**Assignment**
Return everything from "You may be wondering, where" down to "under government regulation." in the piece on retroviruses in human embryos below, copied word for word.

**Page extract**
☆ ☆ ☆

The Dawn of the Retroviruses–in Human Embryos
We’ve discussed before how ancient endogenous retroviruses evolved into our own human genes, including HERVs (human endogeount retroviral genes) that encode essential products such as placental syncitin. So far, though, it has been assumed that the viruses themselves were extinct; that only their nucleobase sequence (ATCG etc.) remained, adapted to a human function.
Now, researchers show that human embryos produce actual virions–virus particles–containing retroviral sequence and capsid. These truly endogenous retrovirus particles actually serve as part of the human immune system to protect us from viral infection. This is, bizarrely enough, the very opposite of what HIV (the most famous retrovirus) does to adult human immune systems.
The retrovirus studied was HERVK, which infected humans while we were still diverging from chimps–relatively recently in our evolution. Multiple infections left signs of their nucleobase sequence in our genome; in fact, since humans show different versions of HERVK in their genomes toda, the virus must continue some activity in our population, in the last 200,000 years. Thus, HERVK would be a good bet to exhibit some virus-producing ability. At Stanford, Joanna Wysocka and colleagues used fluorescence microscopy and various specific fluorophores (glowing molecules that bind specific proteins or genes) to show the presence of HERVK virus-like particles emerging from embryos.
Why embryos? In adult humans, HERVK appears to be suppressed by DNA methylation, a chemical modification of the nucleobases that generally turns of gene expression (the making of a gene’s product). But in the embryos, the HERVK DNA is free of methyl groups. So, the embryo condition allows expression of retroviral genes. The gene expression is not random, but is regulated by known embryonic regulators, such as the OCT4 transcription factor. The OCT4 is known as a gene expressed only during very early embryos–or in tumors, under abnormal conditions.
Surprisingly, the HERVK activation leads to production of virus-like particles (particles that look like viruse under electron microscopy). Even more surprising, HERVK activation causes upregulation of the anti-viral defense protein, Interferon-induced transmembrane protein 1 (IFITM1). Interferons are a class of protein that host cells commonly express in response to being infected–to tell their neighbor cells to avoid infection. In this case, however, the HERVK may be protecting the embryos from infection of other possible pathogens during a vulnerable period in the womb, before the adult immune system develops.
You may be wondering, where do the researchers get all these human embryos to study? Early human embryos at the stage of blastocyst (hollow ball of cells) are obtained from IVF donors; couples who seek in vitro fertilization for reasons of infertility or other causes. The IVF procedure routinely produces “supernumerary” embryos, a fancy word for “more than needed.” Such embryos are commonly donated to science, under government regulation.

☆ ☆ ☆

**Exercise data**
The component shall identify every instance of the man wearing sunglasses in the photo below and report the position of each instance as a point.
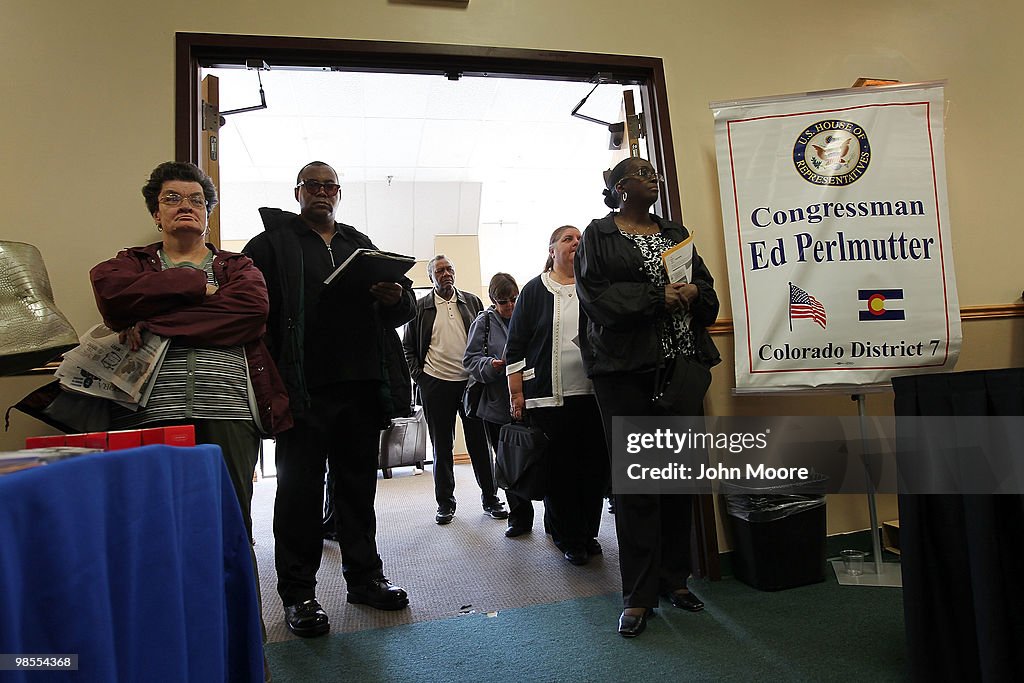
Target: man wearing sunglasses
(332, 350)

☆ ☆ ☆

**Answer to this exercise**
You may be wondering, where do the researchers get all these human embryos to study? Early human embryos at the stage of blastocyst (hollow ball of cells) are obtained from IVF donors; couples who seek in vitro fertilization for reasons of infertility or other causes. The IVF procedure routinely produces “supernumerary” embryos, a fancy word for “more than needed.” Such embryos are commonly donated to science, under government regulation.